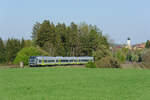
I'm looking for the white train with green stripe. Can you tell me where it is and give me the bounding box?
[29,56,94,67]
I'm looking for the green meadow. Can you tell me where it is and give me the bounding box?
[0,67,150,100]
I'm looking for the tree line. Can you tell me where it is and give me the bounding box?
[32,20,109,58]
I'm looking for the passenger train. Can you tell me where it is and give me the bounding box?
[29,56,94,67]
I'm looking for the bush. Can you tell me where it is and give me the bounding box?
[96,57,120,68]
[14,47,49,65]
[142,49,150,68]
[85,62,96,68]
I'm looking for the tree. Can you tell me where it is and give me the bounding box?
[31,22,41,42]
[6,39,21,62]
[13,47,49,65]
[0,38,5,63]
[145,40,150,48]
[36,20,52,47]
[20,38,25,48]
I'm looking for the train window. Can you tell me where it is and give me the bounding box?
[69,60,73,62]
[61,60,68,62]
[81,59,89,62]
[48,60,55,62]
[74,60,77,62]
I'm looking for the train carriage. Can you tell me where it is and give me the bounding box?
[29,56,94,66]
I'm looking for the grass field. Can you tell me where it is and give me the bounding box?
[0,68,150,100]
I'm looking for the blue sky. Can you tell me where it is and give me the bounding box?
[0,0,150,44]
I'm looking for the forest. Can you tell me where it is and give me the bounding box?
[0,20,150,68]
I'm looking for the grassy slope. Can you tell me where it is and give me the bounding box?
[0,68,150,100]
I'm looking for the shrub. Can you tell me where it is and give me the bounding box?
[85,62,96,68]
[142,49,150,68]
[14,47,49,65]
[96,56,120,68]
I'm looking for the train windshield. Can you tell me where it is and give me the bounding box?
[29,56,36,62]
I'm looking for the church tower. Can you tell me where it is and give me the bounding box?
[127,37,131,49]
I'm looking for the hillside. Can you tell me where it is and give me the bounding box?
[0,67,150,100]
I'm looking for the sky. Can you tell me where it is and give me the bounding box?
[0,0,150,44]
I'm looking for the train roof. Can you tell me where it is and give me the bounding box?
[33,56,94,59]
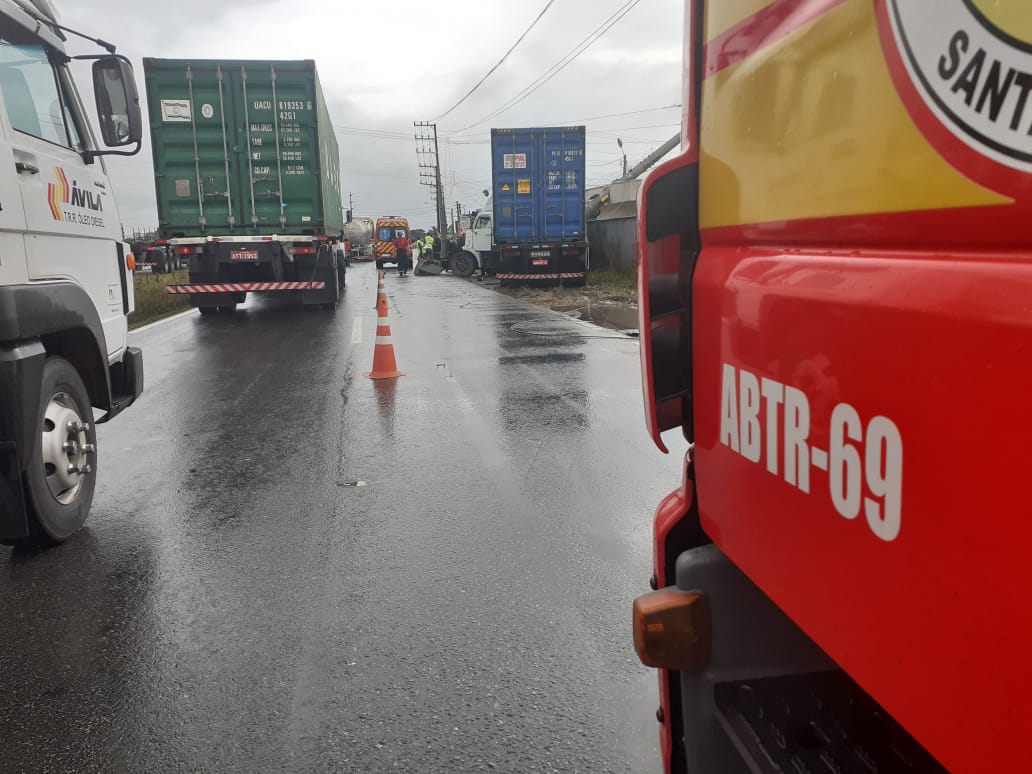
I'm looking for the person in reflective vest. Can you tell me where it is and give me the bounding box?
[394,232,412,277]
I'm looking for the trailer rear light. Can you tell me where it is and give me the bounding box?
[634,586,710,672]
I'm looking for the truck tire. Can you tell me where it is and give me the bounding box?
[448,250,477,277]
[18,357,97,545]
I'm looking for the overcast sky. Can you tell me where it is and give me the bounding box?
[57,0,684,230]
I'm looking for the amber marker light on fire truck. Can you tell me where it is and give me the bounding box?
[634,587,710,672]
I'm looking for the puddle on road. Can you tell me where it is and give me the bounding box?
[569,301,638,331]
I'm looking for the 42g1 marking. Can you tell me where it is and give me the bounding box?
[720,363,903,542]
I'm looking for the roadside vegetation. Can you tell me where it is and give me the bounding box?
[129,271,190,330]
[485,270,638,329]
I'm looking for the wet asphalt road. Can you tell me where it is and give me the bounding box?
[0,264,680,772]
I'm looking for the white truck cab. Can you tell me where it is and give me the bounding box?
[448,196,497,277]
[0,0,143,544]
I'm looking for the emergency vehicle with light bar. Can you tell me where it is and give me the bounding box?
[634,0,1032,774]
[0,0,143,545]
[143,59,347,314]
[373,215,412,268]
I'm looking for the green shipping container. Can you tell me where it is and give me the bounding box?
[143,59,344,238]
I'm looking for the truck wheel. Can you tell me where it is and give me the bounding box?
[22,357,97,545]
[448,250,477,277]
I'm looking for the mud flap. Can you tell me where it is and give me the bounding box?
[413,261,444,275]
[0,441,29,540]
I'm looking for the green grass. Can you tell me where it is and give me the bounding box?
[587,269,638,289]
[129,271,190,330]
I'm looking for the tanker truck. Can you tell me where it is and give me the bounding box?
[344,217,376,261]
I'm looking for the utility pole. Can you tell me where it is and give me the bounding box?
[413,121,448,239]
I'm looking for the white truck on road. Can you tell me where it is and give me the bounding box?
[0,0,143,544]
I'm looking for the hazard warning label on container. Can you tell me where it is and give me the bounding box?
[161,99,193,123]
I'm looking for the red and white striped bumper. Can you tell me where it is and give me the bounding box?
[165,282,326,295]
[495,271,586,280]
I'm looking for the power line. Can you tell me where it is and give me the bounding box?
[456,0,641,132]
[433,0,555,121]
[445,102,681,142]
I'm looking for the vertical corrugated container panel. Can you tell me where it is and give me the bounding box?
[143,59,344,236]
[491,126,585,244]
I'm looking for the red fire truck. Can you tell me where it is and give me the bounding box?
[634,0,1032,774]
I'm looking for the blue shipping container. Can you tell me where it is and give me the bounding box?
[491,126,585,245]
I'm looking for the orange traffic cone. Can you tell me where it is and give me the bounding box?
[365,288,405,379]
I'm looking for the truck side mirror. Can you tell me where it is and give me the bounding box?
[93,56,143,148]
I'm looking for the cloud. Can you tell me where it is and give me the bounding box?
[52,0,683,229]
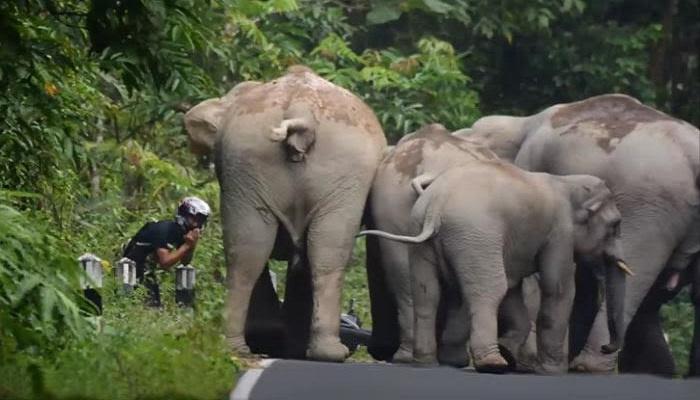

========

Aim: Convert the listing above into a numbered list with one line per number, skipping any blank lines and leaving out the pictures.

Correct output:
1. I'm looking for the white train with green stripe. Can you tell me where it is and give me the bounding box?
2. [29,56,94,67]
3. I'm looking for the green meadow. Can you tell me where it is and give me the bounding box?
4. [0,67,150,100]
5. I'm looking for the tree line. Can you tell me where it is and give me the bounding box?
6. [32,20,109,58]
7. I'm looking for the passenger train. Can you tell me where it is and give me the bounding box?
8. [29,56,94,67]
9. I'm looking for the bush. Can you tell me where it is and give me the bounding box?
10. [96,57,120,68]
11. [14,47,49,65]
12. [142,49,150,68]
13. [85,62,96,68]
14. I'm looking for the tree. Can you tell me where it is and give me the bounding box?
15. [31,22,41,42]
16. [6,39,21,62]
17. [13,47,49,65]
18. [0,38,5,63]
19. [145,40,150,48]
20. [36,20,52,47]
21. [20,38,25,48]
22. I'm looking for the train window. Can you tell me where it is and give me the bounding box?
23. [69,60,73,62]
24. [61,60,68,62]
25. [81,59,89,62]
26. [48,60,55,62]
27. [74,60,77,62]
28. I'm looking for the train carriage. Can you tell me where it is and give me the bounding box?
29. [29,56,94,66]
30. I'm looking for the grass field. Can you tell me where it is and give me the bounding box?
31. [0,68,150,100]
32. I'm looking for the blue sky. Can you tell me where it is and give me the bounding box?
33. [0,0,150,44]
34. I'm looking for the forest. Can you tell me where it is and give me the bounding box?
35. [0,20,150,68]
36. I'm looking for the grassy slope. Can you tell me where it is and give me the bounding box?
37. [0,68,150,100]
38. I'm looking for the shrub. Can you tell me where it is and give me the bounding box?
39. [85,62,96,68]
40. [142,49,150,68]
41. [14,47,49,65]
42. [96,56,120,68]
43. I'm looking for the train windshield. Can you tell me where it is and give me the bounding box?
44. [29,56,36,62]
45. I'm looking for the church tower. Can you tell me where it is and give me the bounding box?
46. [127,37,131,49]
47. I'm looking for the hillside. Can you tell me where it is and give me the bounding box?
48. [0,67,150,100]
49. I'm looking for the sky. Can you tell me where it is and give me the bounding box?
50. [0,0,150,44]
51. I'm looking for the train roof. Can you tell me where it is and give me the bounding box?
52. [33,56,94,59]
53. I'm looking for the person in reflective vest. Can you tell me where it is and give me the bounding box?
54. [394,232,412,277]
55. I'm looking for the trailer rear light. Can you tell me where it is and give me the bounding box?
56. [634,586,710,672]
57. I'm looking for the truck tire. Can you tell me where it is and give me the bounding box?
58. [448,250,477,277]
59. [18,357,97,545]
60. I'm looking for the overcast sky. Can you tell me where it is and give me the bounding box?
61. [57,0,684,230]
62. I'm looking for the amber marker light on fire truck. Can you tell me where it is and give me the bounding box?
63. [634,587,710,672]
64. I'm looking for the puddle on road. Can you tell me where it is and give me the bounding box?
65. [569,301,638,331]
66. I'm looking for the 42g1 marking. Can you tell me where it is and give me the bounding box?
67. [720,363,903,542]
68. I'm looking for the roadside vegetation. Can you tell me where it is and give me the bounding box?
69. [129,271,190,330]
70. [485,270,638,329]
71. I'm looking for the wet asphalt road. Can you tell me where it is and give me the bounding box?
72. [0,264,680,772]
73. I'm looking for the white truck cab. Can you tell me where it is and give me the bounding box?
74. [448,196,497,277]
75. [0,0,143,544]
76. I'm looking for the emergency vehicle with light bar. Can you tell me where it is and give me the bounding box?
77. [634,0,1032,774]
78. [0,0,143,545]
79. [143,59,347,314]
80. [373,215,412,268]
81. I'm looking for the green shipping container. Can you tell me where it is and give me the bounding box?
82. [143,59,344,238]
83. I'm looking for the truck wheel. Can you tell me where it is and give me the bounding box?
84. [22,357,97,545]
85. [448,250,477,277]
86. I'm looking for the mud flap. Can you tell me where it is and give me the bounding box?
87. [413,261,444,275]
88. [0,441,29,540]
89. I'm looking for the green grass. Can you tell me where it is and give me the bounding box?
90. [587,269,638,289]
91. [129,271,190,330]
92. I'm looking for the tanker truck. Can you tell me where it is and give me the bounding box?
93. [344,217,376,261]
94. I'm looking for the utility pole. Can you tell me where it is and give me the bounding box?
95. [413,121,448,239]
96. I'm looking for the white truck on road. Can you tell me where it is and give me the bounding box?
97. [0,0,143,544]
98. I'm looking for the hazard warning label on container. Can you tell me where it is and give me the bounding box?
99. [161,99,193,123]
100. I'm looking for the red and white striped bumper. Can you tell me where it is and give me the bounding box?
101. [165,282,326,295]
102. [495,271,586,280]
103. I'm looking for the power line. Can you tell me where it is and give me the bounding box?
104. [456,0,641,132]
105. [433,0,555,121]
106. [445,102,681,142]
107. I'm looking for the vertical corrugated container panel. Can you tell me where it is and give me the bounding box?
108. [143,59,344,236]
109. [491,126,585,244]
110. I'm looking for the red fire truck. Can you tell me where it is and give me the bounding box?
111. [634,0,1032,774]
112. I'm looking for the blue shipping container. Can you tell me where it is and give me the bounding box?
113. [491,126,585,245]
114. I'm looking for the orange traffic cone. Can you tell me where it is and give me the bounding box?
115. [365,288,405,379]
116. I'm looking for the truck side mirror. Can you tell me where it is and give me the bounding box?
117. [93,56,143,148]
118. I'm looking for the cloud. Can you tell me where it is and give me the bounding box?
119. [52,0,683,229]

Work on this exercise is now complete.